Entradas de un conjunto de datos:
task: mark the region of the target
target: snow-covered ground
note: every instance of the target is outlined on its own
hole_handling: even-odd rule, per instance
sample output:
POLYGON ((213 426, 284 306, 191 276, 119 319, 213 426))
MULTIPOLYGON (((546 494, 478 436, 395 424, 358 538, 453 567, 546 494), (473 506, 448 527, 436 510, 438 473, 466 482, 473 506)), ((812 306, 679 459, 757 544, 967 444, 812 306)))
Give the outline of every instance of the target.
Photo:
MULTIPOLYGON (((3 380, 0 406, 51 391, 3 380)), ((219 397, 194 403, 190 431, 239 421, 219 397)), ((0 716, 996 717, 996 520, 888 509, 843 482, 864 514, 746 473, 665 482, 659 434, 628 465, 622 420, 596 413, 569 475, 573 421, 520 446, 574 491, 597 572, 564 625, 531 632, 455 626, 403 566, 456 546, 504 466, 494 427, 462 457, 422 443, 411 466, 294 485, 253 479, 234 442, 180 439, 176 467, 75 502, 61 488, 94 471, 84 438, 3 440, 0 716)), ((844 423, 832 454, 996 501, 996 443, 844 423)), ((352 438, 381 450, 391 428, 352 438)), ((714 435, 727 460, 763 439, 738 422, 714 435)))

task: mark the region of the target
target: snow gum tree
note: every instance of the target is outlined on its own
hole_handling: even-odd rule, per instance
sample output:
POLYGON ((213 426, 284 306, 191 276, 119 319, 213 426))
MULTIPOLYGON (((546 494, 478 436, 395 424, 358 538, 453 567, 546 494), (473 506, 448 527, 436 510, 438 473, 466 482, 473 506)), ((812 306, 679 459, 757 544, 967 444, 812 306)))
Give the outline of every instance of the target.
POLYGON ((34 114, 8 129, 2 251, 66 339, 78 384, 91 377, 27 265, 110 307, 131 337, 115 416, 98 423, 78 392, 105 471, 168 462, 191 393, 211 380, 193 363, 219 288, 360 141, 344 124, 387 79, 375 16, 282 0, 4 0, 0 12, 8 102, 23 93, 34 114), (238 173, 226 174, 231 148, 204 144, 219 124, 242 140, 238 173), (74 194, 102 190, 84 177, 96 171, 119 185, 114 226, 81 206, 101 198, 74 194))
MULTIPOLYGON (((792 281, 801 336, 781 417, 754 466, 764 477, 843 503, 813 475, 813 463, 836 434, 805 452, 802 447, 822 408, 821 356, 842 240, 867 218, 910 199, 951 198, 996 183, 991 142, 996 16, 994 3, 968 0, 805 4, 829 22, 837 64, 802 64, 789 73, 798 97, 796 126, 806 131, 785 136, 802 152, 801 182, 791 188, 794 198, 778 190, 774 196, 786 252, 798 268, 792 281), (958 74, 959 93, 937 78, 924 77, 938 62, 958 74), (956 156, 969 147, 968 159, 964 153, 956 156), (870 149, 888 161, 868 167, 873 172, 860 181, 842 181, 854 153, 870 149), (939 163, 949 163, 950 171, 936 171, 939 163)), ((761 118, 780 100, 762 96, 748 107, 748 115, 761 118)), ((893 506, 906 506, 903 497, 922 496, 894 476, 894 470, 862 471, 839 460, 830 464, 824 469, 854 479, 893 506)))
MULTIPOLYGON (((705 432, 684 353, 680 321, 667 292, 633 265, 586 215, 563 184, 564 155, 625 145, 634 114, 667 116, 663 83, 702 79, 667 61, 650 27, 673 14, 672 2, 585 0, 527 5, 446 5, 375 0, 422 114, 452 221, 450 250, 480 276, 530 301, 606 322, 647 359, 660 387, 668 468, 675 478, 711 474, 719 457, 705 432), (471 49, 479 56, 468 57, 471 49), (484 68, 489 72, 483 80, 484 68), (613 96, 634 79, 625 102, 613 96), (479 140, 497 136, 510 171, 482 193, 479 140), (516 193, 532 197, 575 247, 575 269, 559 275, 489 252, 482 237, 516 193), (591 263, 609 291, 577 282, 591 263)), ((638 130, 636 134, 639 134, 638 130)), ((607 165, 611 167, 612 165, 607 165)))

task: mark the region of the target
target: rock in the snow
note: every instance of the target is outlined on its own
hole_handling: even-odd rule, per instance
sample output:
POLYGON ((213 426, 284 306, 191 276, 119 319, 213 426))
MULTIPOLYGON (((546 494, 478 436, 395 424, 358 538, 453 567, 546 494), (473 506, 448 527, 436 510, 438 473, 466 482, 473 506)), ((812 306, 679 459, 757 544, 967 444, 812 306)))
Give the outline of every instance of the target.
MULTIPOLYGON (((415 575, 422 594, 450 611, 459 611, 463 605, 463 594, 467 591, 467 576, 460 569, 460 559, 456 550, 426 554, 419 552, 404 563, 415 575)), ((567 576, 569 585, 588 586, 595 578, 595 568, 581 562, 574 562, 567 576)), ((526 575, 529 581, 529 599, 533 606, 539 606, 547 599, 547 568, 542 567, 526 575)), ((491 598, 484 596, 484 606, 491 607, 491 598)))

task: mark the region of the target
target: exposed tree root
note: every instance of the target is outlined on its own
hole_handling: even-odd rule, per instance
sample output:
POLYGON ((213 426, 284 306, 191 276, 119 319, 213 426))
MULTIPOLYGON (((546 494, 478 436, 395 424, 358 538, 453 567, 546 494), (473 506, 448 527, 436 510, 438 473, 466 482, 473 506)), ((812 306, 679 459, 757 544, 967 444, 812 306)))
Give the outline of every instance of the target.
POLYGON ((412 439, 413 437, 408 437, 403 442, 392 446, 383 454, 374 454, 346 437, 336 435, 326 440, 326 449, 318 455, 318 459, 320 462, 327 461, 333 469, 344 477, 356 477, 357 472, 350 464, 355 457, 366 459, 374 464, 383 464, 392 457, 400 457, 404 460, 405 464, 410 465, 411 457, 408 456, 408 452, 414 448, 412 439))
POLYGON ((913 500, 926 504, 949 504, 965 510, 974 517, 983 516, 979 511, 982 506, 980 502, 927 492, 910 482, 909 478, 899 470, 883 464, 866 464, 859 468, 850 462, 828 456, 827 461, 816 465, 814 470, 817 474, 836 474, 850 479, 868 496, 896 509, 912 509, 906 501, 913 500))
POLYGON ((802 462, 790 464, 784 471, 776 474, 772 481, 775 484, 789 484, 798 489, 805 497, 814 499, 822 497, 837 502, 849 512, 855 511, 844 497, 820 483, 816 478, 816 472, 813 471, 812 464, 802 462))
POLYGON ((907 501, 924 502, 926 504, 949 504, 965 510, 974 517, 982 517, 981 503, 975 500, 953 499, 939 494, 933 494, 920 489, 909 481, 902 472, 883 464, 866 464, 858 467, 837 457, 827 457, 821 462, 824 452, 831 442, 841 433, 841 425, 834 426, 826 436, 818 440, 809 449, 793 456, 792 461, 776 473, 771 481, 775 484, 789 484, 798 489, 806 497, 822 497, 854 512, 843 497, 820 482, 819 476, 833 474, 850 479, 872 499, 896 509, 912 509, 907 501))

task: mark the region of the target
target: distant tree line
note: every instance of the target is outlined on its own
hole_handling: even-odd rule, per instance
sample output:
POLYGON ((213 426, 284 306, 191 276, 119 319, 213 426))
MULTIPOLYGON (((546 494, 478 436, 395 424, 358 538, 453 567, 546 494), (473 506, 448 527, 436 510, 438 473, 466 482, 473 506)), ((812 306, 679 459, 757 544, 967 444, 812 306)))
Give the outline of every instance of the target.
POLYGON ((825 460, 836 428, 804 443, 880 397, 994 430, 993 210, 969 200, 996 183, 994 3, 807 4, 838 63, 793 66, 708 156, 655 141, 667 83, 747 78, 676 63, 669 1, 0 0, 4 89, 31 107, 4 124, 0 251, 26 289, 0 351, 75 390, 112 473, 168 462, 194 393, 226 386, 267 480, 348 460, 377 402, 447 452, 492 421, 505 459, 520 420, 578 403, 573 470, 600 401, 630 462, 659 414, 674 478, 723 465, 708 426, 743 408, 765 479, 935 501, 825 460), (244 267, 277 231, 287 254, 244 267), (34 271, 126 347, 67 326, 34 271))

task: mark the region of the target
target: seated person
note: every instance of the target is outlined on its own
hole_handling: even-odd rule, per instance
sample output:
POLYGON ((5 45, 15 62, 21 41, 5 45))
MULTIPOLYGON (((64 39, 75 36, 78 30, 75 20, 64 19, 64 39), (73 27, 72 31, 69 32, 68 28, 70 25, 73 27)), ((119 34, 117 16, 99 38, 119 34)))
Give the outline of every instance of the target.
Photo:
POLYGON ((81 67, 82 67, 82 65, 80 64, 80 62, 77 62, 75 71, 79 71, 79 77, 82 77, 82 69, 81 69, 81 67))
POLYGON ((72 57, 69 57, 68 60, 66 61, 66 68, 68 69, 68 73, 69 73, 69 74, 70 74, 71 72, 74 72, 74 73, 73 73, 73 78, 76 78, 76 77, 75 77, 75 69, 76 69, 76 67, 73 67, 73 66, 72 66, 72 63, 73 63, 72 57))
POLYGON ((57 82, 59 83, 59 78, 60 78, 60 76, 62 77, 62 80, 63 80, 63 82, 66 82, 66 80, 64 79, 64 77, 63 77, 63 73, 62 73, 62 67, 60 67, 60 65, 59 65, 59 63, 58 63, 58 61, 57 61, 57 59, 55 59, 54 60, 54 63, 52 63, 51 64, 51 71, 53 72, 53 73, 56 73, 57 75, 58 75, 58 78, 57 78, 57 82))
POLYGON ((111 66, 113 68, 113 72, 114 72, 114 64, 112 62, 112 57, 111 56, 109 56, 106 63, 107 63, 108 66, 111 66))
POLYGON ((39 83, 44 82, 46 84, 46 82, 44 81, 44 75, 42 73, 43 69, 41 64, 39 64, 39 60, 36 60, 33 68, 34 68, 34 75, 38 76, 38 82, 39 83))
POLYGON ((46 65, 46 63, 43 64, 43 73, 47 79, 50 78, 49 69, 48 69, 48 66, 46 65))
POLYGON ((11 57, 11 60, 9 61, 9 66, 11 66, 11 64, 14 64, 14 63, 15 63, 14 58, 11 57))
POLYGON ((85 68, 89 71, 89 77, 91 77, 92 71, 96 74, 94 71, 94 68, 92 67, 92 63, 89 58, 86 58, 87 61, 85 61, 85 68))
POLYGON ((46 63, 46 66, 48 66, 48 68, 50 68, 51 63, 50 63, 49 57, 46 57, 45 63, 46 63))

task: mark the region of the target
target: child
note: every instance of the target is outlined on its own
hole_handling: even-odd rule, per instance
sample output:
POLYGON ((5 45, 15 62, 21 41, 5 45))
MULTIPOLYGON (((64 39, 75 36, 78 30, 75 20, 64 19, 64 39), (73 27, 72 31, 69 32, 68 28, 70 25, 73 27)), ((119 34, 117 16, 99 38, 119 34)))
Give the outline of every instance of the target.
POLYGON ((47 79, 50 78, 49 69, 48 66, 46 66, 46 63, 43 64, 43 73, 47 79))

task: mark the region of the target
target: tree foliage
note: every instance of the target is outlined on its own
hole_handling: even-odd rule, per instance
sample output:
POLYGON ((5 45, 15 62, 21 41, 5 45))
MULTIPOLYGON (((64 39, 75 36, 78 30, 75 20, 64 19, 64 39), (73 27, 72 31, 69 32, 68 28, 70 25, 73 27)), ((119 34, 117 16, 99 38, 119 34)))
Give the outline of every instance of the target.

DETALLES DEL PROBLEMA
Da formato de lista numerada al tramo de los registros que va desde el comienzo hasta la línea que contiene "MULTIPOLYGON (((3 380, 0", ambos extremos incluidos. Omite las líneas en blanco.

RESULTADO
1. task: mark the region of the target
2. target: snow-covered ground
3. note: every instance of the target is outlined on its own
4. hole_handling: even-odd rule, per instance
5. sample output:
6. POLYGON ((213 426, 284 306, 191 276, 119 319, 213 426))
7. MULTIPOLYGON (((546 494, 478 436, 395 424, 358 538, 453 567, 546 494), (473 506, 448 527, 436 510, 438 473, 466 482, 473 506)), ((812 306, 679 459, 757 544, 967 444, 812 306)))
8. Give the outline of every instance of the target.
9. Photo:
10. MULTIPOLYGON (((3 380, 0 406, 51 391, 3 380)), ((219 397, 194 403, 190 431, 239 421, 219 397)), ((0 716, 996 717, 996 520, 888 509, 843 482, 864 514, 746 473, 665 482, 659 434, 628 465, 622 420, 596 413, 569 475, 573 421, 520 446, 574 491, 597 572, 564 625, 531 632, 455 626, 403 566, 456 546, 504 466, 494 427, 462 457, 422 443, 411 466, 294 485, 253 479, 234 442, 180 439, 176 467, 75 502, 61 488, 94 471, 84 438, 3 440, 0 716)), ((844 423, 832 454, 996 501, 996 443, 844 423)), ((352 438, 381 450, 391 428, 352 438)), ((714 435, 727 460, 763 439, 738 422, 714 435)))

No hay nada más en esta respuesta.